-- GIVEN DATA follows --

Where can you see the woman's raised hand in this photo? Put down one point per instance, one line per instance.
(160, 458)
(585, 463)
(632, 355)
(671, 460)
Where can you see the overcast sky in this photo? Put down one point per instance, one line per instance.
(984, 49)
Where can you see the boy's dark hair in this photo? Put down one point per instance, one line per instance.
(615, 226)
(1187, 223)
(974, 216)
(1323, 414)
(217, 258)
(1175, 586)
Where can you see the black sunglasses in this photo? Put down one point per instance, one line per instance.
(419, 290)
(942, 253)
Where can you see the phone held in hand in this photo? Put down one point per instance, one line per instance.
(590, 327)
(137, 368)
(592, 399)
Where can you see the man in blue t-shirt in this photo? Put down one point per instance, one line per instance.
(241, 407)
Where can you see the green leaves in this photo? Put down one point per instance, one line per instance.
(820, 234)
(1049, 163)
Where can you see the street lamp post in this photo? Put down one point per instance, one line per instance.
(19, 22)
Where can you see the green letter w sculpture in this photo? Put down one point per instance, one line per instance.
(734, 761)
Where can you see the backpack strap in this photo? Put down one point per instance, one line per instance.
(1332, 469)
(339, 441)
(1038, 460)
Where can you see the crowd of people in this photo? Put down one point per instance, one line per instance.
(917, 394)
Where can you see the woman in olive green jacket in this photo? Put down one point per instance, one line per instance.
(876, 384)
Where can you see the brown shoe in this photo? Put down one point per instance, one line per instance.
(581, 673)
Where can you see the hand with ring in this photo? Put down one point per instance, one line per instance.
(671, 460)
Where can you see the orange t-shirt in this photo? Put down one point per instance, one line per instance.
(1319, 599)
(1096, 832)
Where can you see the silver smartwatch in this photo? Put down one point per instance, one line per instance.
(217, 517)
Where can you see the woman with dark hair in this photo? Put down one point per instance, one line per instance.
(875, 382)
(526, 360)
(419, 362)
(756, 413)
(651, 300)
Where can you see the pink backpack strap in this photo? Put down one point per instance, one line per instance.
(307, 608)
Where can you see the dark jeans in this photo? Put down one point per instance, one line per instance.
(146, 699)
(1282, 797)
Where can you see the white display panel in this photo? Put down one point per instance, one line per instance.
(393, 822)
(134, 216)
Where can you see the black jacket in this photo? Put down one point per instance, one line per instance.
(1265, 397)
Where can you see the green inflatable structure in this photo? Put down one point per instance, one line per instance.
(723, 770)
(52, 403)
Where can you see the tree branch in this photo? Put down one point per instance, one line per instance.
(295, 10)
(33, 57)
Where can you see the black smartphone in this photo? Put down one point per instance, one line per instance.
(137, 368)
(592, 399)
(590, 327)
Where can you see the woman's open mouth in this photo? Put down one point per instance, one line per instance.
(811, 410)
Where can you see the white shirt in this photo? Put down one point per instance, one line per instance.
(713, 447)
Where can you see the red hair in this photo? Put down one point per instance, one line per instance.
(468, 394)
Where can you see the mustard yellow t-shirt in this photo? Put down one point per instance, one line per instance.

-- GIVEN DATA concluded --

» ACTIVITY: Copy each record exactly, leaving nothing out.

» EXERCISE OUTPUT:
Where can you see the woman's raised hand in this photo? Put down one point per instance, one line per instance.
(160, 458)
(585, 463)
(632, 355)
(671, 460)
Where can you see the overcast sky in this photo? Put down one point per instance, one line per instance.
(984, 49)
Where can you see the boy's dark hair in this photo? Put down one point per instance, one line per instance.
(615, 226)
(1187, 223)
(974, 216)
(1323, 414)
(217, 258)
(1175, 586)
Where can you see the black sunglasses in this photo? Put down one point per instance, one line per instance.
(419, 290)
(942, 253)
Where can you see the phone held in hand in this photo? Put down one point per instance, one line per instance.
(590, 327)
(137, 368)
(592, 399)
Where can you see the man in blue t-shirt in this photo? Put down one point per instance, one line per instance.
(241, 407)
Where can you see the green leaves in this photo? Put down one point per instance, one line per instance.
(820, 234)
(1049, 163)
Where can you see the street lamp post in this photo? Put down one point per instance, one line per instance.
(19, 22)
Where can you see the green letter w sculpture in this photo? Put down one point per instance, one line per instance.
(734, 761)
Where can you see the backpack strap in this photo? Put down one point per instance, one line per instance.
(1332, 469)
(339, 441)
(1038, 460)
Where can you see the crowd of people in this photo? Put down one point per instance, one line per instance.
(917, 394)
Where can you see the woman in olive green jacket in this photo? Put down one point per instance, one line per instance.
(876, 384)
Where can you see the brown shoe in this photo? Put down one point per instance, one line per instance.
(581, 673)
Where can you see the hand with ring in this photo? Put down one point per instance, one line per instance.
(671, 460)
Where can you see the orange t-shirt in this photo? Put down one point per instance, one line per instance.
(1319, 599)
(1096, 832)
Where can you see the silver smartwatch in this photo? Put down one point per instance, one line per instance.
(217, 517)
Where can you see the woman with dark hair in this photo? Put down one point per instance, one line per instance.
(875, 382)
(526, 360)
(419, 362)
(756, 413)
(651, 300)
Where can you see the pink backpack strap in this photo? Put down one point per instance, one line per instance.
(307, 608)
Where can you see the dark jeans in this photo? Put down one point per instance, one line per instance.
(146, 699)
(1282, 797)
Where can you see the white display panel in this photo? Put down one point per instance, one line per instance.
(393, 822)
(134, 216)
Where can you see the black jacket in this photo? Put down one point per instance, one line per instance.
(1265, 397)
Where can you see the green inflatable structure in this photo? Put down one point per instance, one line per instance.
(723, 770)
(52, 403)
Where can you see the tree branch in this photo? Put down one point per instance, one line per instance.
(295, 10)
(33, 57)
Where can you see the black smartphone in this photo? Put down one point per instance, one line per instance.
(137, 368)
(592, 399)
(590, 327)
Where can you see the woman's open mouth in this photo? Put down one point per instance, one line per instance.
(811, 410)
Where can you see the white shirt in this photo? Put down one point per instance, one line per instance.
(713, 447)
Where can you see the red hair in this photo? Put down one point per instance, one line per instance.
(468, 394)
Where can you see the mustard yellow t-shirt in this photo? Put down one point per instance, one line per instance.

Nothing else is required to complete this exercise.